● AIM OF THE TASK
Range to output from the entries below: the line containing "Target: tree foliage" through the line containing "Target: dark wooden house". Set it down exactly, ends included, nothing else.

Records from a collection
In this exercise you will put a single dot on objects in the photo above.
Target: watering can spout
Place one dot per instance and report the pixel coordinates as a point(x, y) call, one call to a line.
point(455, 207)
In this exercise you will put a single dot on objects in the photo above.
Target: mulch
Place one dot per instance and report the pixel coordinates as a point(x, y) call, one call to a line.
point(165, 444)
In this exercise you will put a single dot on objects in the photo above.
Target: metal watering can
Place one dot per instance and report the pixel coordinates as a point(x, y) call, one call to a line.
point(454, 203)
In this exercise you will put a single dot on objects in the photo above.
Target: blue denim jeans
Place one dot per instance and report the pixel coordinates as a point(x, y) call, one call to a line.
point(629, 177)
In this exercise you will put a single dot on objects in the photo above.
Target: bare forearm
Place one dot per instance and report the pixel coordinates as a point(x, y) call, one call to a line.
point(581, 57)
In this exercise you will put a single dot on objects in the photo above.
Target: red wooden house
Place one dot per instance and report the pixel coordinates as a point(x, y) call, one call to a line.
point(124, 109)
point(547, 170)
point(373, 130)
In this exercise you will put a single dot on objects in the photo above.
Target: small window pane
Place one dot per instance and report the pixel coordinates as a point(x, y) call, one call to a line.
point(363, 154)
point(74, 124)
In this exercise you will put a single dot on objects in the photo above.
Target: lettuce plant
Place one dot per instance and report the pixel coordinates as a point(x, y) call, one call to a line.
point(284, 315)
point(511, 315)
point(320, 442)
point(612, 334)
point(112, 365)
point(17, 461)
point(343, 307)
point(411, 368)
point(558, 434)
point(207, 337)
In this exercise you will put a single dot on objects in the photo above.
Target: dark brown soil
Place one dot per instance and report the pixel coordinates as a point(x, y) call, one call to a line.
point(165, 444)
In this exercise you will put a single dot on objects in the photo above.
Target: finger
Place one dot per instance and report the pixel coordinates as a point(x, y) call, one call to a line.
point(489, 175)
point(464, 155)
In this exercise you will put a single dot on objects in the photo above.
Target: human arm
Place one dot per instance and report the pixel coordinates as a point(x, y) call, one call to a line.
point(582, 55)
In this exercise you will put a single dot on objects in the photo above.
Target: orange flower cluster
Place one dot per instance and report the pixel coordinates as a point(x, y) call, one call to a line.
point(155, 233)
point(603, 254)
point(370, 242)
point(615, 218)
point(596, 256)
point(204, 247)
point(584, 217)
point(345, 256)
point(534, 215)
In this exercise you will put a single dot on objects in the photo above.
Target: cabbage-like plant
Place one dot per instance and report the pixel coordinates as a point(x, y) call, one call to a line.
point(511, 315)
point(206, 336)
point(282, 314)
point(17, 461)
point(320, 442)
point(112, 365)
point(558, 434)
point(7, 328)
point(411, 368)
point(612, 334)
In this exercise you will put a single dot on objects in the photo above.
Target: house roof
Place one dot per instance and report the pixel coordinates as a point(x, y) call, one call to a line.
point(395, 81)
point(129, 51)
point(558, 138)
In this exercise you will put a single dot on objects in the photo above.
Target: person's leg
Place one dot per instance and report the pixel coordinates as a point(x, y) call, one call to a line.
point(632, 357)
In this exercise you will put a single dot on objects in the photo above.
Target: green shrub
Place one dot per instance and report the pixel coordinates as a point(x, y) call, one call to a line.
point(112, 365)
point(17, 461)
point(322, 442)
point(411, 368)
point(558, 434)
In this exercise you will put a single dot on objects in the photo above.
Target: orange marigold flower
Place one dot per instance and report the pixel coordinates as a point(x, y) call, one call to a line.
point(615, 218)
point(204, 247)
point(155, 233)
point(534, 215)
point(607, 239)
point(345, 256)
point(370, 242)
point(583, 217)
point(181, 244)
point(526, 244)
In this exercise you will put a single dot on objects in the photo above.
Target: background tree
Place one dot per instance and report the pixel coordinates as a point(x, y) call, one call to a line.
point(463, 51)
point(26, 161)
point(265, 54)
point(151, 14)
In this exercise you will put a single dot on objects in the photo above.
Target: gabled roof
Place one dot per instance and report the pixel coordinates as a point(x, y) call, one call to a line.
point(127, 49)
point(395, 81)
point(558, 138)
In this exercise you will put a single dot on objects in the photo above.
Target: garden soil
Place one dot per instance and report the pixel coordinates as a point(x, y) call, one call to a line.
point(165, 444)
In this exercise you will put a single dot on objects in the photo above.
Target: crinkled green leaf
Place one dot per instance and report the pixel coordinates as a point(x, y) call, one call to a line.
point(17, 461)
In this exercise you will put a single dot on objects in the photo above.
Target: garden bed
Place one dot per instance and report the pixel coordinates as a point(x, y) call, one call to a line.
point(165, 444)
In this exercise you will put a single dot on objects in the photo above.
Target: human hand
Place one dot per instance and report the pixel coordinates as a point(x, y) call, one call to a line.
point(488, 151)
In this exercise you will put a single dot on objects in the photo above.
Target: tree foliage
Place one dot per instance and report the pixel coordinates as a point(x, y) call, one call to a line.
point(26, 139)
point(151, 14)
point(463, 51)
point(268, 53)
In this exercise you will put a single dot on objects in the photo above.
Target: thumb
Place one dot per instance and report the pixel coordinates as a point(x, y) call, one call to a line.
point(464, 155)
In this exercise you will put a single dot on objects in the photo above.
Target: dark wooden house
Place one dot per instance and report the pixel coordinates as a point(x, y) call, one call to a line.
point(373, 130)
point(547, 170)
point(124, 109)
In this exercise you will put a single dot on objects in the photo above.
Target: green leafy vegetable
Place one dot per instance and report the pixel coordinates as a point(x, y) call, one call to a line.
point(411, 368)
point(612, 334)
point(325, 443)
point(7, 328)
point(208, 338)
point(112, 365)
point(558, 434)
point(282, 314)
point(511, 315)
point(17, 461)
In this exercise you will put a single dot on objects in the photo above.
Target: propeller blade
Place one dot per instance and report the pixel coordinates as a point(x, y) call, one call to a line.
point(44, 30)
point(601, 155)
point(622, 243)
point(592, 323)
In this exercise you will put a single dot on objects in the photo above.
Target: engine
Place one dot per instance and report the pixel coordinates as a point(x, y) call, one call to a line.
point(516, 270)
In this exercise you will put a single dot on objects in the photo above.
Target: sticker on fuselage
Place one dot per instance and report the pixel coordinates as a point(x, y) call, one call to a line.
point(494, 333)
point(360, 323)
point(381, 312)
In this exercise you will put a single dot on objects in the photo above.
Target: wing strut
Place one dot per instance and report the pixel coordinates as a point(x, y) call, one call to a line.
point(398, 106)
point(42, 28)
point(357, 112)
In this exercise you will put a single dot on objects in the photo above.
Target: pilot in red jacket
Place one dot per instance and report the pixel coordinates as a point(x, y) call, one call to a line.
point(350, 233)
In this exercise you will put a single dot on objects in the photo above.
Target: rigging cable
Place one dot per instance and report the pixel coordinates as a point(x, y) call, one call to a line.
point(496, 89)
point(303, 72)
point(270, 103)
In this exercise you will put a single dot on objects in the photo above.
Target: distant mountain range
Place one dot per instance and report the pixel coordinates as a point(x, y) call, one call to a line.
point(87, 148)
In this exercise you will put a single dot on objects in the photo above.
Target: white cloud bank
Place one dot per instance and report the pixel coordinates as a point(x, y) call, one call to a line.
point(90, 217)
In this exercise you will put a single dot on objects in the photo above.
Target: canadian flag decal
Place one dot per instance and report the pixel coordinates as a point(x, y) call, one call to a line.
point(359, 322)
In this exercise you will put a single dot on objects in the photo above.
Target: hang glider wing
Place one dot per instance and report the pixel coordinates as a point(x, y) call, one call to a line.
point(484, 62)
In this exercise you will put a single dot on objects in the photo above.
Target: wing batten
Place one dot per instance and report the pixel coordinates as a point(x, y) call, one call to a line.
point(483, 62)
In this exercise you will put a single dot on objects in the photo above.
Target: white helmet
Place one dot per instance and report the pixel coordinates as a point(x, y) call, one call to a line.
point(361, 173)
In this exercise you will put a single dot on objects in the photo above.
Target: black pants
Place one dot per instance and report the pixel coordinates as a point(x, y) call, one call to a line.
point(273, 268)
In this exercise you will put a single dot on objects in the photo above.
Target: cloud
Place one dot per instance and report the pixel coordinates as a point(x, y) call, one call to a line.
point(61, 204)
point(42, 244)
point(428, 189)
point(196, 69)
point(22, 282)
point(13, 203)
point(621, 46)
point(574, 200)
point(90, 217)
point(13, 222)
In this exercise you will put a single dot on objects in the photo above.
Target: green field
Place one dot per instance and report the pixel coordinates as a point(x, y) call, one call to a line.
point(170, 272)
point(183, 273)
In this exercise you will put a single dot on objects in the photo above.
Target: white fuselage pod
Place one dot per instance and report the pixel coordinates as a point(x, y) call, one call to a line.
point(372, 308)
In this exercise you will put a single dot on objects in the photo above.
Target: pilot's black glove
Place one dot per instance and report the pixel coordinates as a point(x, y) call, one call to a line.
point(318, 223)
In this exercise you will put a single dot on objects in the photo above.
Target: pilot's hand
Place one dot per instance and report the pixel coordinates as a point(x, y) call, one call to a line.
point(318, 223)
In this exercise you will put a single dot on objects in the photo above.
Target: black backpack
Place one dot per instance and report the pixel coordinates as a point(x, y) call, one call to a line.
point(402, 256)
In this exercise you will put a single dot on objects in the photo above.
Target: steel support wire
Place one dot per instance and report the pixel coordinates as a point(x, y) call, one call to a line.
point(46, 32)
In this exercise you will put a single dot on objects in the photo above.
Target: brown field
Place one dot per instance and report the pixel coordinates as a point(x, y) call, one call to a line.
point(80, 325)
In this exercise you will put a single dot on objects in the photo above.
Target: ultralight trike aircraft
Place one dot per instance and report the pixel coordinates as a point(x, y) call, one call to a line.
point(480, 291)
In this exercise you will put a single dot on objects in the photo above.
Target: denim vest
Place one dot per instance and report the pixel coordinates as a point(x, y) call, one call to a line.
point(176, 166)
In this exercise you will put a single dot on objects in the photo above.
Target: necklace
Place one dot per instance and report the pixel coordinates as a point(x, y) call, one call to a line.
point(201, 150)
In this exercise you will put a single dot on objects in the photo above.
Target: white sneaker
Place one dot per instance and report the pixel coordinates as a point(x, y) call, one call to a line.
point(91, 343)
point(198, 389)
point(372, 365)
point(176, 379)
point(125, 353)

● ANSWER SECTION
Target: tree foliage
Place one dot per instance and report the pixel coordinates as a point(x, y) call, one call to a line.
point(26, 139)
point(151, 14)
point(463, 51)
point(268, 53)
In this exercise you will put a single dot on objects in the photo above.
Target: thumb
Place one dot per instance and report the pixel coordinates as a point(x, y) call, one call to a line.
point(464, 155)
In this exercise you will put a single dot on objects in the photo above.
Target: dark wooden house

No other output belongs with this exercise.